指示内容 1: 記録を絞り込み、「gown」という文字列を含む行だけをすべて書き出してください。大文字と小文字は区別する。

抜粋本文:
__________
おはようございます、一龍です。
先日、夏からずっと世論を賑わせていた安保法案に一応の区切りがつきました。
日本の安全保障の大きな転換点となるわけで、法案自体か非常に重要なものであったことは間違いありませんでしたが、それだけにこの法案を巡る議論の過程で、法案に関連してそれを取り巻くマスコミの様々な矛盾や問題点が浮き彫りとなったのも興味深いものでした。
今回は『日本の自立 戦後70年、「日米安保体制」に未来はあるのか?』 から、日本ではマスコミがなぜか伝えない安倍総理の米議会での演説や、その影響などを中心にピックアップしてみました。
なお、本書は8月初旬に出版されたもので、西村・ケント両氏の対談は衆議院での審議中のものです。
安倍総理の米議会演説に関して、マスコミがおかしいポイント
※本書では中華人民共和国について、西村幸祐氏は「シナ」、ケント・ギルバート氏はPRC(People’s Republic of China)と表現しており、当ブログでも抜粋の部分では原書のままの表記をしている。
★安倍総理の米国両議会演説の影響をマスコミは伝えない
西村:安倍総理が訪米して4月30日(日本時間)に上下両院合同会議で演説をしました。両議会というのは史上初。僕は賞賛してあまりある成果だと考えています。G7エルマウ・サミットは明らかにその延長線上にありました。
__________
抽出データ:
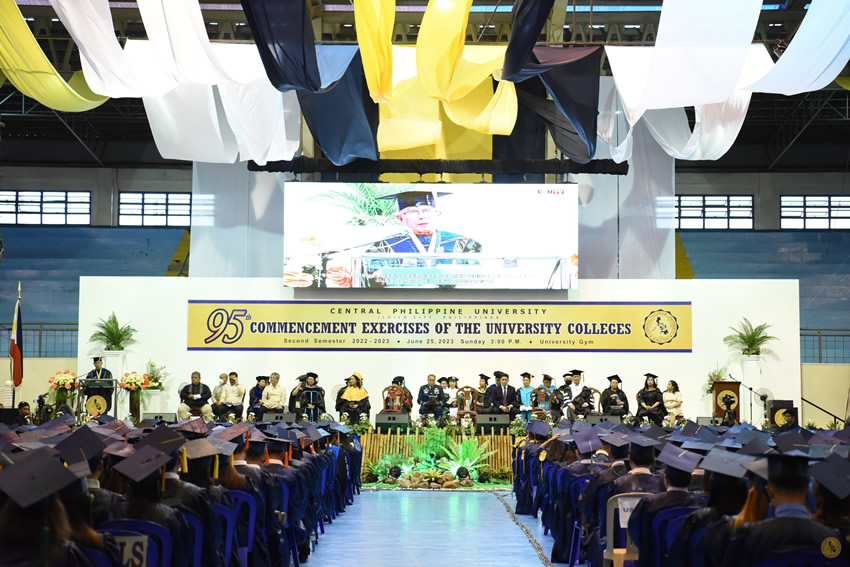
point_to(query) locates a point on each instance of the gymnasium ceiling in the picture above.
(808, 132)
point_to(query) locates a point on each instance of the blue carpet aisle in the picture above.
(391, 528)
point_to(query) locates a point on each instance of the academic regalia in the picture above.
(316, 396)
(650, 397)
(106, 393)
(430, 400)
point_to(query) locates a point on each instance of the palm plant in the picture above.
(750, 340)
(112, 335)
(364, 201)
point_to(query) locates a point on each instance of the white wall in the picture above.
(157, 307)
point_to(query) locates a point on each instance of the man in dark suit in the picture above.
(504, 397)
(677, 476)
(791, 528)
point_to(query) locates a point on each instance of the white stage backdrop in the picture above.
(158, 308)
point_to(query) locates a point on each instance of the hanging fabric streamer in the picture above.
(527, 20)
(816, 55)
(374, 21)
(343, 120)
(24, 64)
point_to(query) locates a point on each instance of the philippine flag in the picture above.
(16, 346)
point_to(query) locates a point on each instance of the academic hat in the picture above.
(82, 445)
(726, 463)
(405, 199)
(587, 441)
(34, 479)
(679, 459)
(142, 464)
(833, 474)
(163, 439)
(537, 427)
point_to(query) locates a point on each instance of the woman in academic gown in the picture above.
(650, 401)
(614, 401)
(353, 400)
(312, 398)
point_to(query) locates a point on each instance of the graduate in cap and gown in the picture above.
(650, 401)
(312, 398)
(419, 218)
(614, 401)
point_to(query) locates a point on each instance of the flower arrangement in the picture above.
(66, 380)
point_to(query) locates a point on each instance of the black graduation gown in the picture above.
(640, 522)
(649, 398)
(255, 485)
(753, 543)
(312, 395)
(188, 497)
(614, 403)
(167, 517)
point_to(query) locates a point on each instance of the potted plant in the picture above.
(112, 335)
(748, 339)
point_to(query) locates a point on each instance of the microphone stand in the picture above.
__________
指示内容 2: 上の抜粋本文では、安倍総理が上下両院合同会議で演説をしたのは何月何日(日本時間)とされているか。

正答 1:
point_to(query) locates a point on each instance of the woman in academic gown in the picture above.
point_to(query) locates a point on each instance of the graduate in cap and gown in the picture above.
point_to(query) locates a point on each instance of the black graduation gown in the picture above.

正答 2: 4月30日(日本時間)